### THE PROBLEM:
What follows is a block of records; reproduce all of it verbatim.

# START OF DATA FOR THE TASK

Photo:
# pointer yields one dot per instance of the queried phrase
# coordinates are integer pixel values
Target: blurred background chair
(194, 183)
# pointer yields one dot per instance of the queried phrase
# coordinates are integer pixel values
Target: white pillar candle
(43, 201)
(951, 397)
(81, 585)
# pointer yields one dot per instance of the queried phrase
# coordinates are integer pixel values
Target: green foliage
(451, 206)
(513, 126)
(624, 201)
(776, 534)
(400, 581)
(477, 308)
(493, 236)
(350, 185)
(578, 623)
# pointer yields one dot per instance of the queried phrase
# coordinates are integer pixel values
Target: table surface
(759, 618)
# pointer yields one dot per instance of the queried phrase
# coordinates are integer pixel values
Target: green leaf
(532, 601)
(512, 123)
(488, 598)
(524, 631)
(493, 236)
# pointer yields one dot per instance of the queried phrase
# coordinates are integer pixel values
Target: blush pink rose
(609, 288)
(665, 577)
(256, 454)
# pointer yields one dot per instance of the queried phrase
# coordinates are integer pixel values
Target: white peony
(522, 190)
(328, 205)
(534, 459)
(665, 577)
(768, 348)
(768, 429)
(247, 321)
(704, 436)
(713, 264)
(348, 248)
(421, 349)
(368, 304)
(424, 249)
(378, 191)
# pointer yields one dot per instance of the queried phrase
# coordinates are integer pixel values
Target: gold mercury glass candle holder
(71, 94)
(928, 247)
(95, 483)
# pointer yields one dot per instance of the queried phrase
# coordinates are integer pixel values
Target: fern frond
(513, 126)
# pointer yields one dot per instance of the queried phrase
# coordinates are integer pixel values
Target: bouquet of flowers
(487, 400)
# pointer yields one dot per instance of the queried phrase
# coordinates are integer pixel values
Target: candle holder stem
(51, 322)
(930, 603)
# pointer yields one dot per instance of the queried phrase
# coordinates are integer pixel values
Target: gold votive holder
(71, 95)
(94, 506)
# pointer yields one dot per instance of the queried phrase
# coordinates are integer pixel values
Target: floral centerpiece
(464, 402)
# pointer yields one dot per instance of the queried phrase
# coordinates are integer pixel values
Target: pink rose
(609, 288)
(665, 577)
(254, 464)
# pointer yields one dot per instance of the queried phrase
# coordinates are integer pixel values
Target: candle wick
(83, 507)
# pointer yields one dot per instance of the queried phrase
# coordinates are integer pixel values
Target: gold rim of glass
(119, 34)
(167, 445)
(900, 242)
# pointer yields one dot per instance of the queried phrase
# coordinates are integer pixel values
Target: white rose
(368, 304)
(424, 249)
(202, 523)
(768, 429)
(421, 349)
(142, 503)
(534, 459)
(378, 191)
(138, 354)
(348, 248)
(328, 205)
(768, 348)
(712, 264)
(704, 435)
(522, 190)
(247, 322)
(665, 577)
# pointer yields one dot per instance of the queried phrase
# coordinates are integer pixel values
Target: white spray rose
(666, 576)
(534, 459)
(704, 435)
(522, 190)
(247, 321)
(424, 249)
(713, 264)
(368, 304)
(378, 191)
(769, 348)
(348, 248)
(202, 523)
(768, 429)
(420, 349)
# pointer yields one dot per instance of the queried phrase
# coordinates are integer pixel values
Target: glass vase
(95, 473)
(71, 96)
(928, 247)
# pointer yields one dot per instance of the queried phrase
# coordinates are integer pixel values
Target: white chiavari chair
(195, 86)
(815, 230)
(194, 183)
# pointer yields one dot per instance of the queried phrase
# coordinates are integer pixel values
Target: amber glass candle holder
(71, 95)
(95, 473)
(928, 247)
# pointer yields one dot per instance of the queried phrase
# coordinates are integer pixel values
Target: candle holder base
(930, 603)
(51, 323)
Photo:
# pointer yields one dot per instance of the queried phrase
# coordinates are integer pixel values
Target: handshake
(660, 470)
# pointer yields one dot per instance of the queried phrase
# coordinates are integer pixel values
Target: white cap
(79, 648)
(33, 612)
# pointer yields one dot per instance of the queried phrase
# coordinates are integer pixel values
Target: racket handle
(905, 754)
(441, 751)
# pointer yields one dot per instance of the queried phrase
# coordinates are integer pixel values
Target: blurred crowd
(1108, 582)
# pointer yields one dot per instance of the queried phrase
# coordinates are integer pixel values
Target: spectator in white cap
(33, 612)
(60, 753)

# END OF DATA FOR THE TASK

### CORRECT OUTPUT:
Photo:
# pointer yields one dot per instance of the queried phrase
# coordinates are integer pixel values
Target: blurred background chair
(194, 183)
# pointer yields one dot per instance of the queried phrase
# coordinates are integer pixel values
Target: white pillar candle
(43, 201)
(951, 397)
(81, 585)
# pointer yields one dot per instance of the queried phrase
# coordinates are integer pixel values
Target: green foliage
(451, 206)
(513, 126)
(624, 201)
(776, 534)
(400, 581)
(477, 308)
(493, 236)
(350, 185)
(578, 623)
# pointer yields one dot per instance of the queried phrase
# coordinates are integer pixel values
Target: table surface
(759, 618)
# pointer yields one dot per instance of the queried phrase
# coordinates are integer pixel values
Target: green leaf
(532, 601)
(512, 123)
(488, 598)
(524, 631)
(493, 236)
# pointer yields one dot per instance of the queried phrase
# coordinates are integer pixel values
Target: blush pink rose
(609, 288)
(665, 577)
(256, 454)
# pointer yields one dot per instance of the queried phrase
# coordinates are integer pixel values
Target: white peony
(522, 190)
(328, 205)
(534, 459)
(665, 577)
(768, 348)
(768, 429)
(247, 321)
(704, 436)
(713, 264)
(348, 248)
(421, 349)
(368, 304)
(424, 249)
(378, 191)
# pointer yields one dot per instance of the queried phrase
# coordinates are integer pixel values
Target: gold mercury glass candle holder
(71, 94)
(928, 247)
(95, 483)
# pointer yields one dot per instance of the queried phrase
# coordinates are integer pixel values
Target: fern frond
(513, 126)
# pointer yields one dot per instance of the queried phrase
# coordinates are integer pixel values
Target: bouquet of flowers
(487, 400)
# pointer yields one dot per instance of the queried phrase
# coordinates are integer pixel values
Target: candle holder stem
(51, 322)
(930, 603)
# pointer yields one dot per instance of the queried phrase
# coordinates are integer pixel values
Target: gold votive holder
(71, 95)
(94, 506)
# pointer yields one dot per instance of the queried phrase
# coordinates are integer pixel values
Target: floral centerpiece
(464, 402)
# pointer yields one dot per instance of the queried phrase
# coordinates are integer pixel values
Target: pink rose
(609, 288)
(665, 577)
(254, 464)
# pointer yields one dot per instance of the queried phrase
# coordinates are integer pixel values
Target: candle wick
(83, 507)
# pointer yields one dot per instance of the queried phrase
# coordinates are integer pixel values
Target: gold rim of glass
(119, 34)
(167, 445)
(900, 242)
# pointer yields one dot per instance of the queried phrase
# coordinates are integer pixel values
Target: white rose
(368, 304)
(424, 249)
(202, 523)
(768, 429)
(421, 349)
(142, 503)
(534, 459)
(378, 191)
(138, 354)
(348, 248)
(328, 205)
(768, 348)
(712, 264)
(704, 435)
(522, 190)
(247, 322)
(665, 577)
# pointer yields one dot per instance of the queried phrase
# coordinates are integer pixel values
Target: white spray rose
(666, 576)
(534, 459)
(704, 435)
(522, 190)
(247, 321)
(424, 249)
(713, 264)
(368, 304)
(378, 191)
(769, 348)
(348, 248)
(202, 523)
(768, 429)
(420, 349)
# pointer yields one dot per instance of the queried phrase
# coordinates are integer pixel values
Target: glass vase
(95, 473)
(71, 96)
(928, 247)
# pointer yields one dot per instance of the queried phrase
# coordinates are integer pixel values
Target: white chiavari chair
(195, 86)
(815, 230)
(194, 183)
# pointer yields one dot per instance of the queried phrase
# coordinates are integer pixel values
Target: amber glass candle holder
(71, 95)
(95, 473)
(928, 247)
# pointer yields one dot per instance of the queried phrase
# coordinates are integer pixel values
Target: candle holder base
(930, 603)
(51, 323)
Photo:
# pointer yields one dot per instance of the queried phrase
# coordinates are integer pixel values
Target: handshake
(660, 470)
# pointer yields one dot per instance of the queried phrase
# coordinates are integer pixel values
Target: white cap
(79, 648)
(33, 612)
# pointer yields one dot per instance of the queried phrase
# coordinates are integer pixel values
Target: racket handle
(905, 754)
(441, 751)
# pointer yields one dot per instance of the queried phrase
# coordinates are integer pixel values
Target: blurred crowd
(1108, 582)
# pointer yields one dot per instance of the queried phrase
# coordinates are integer pixel values
Target: spectator in white cap
(33, 612)
(60, 753)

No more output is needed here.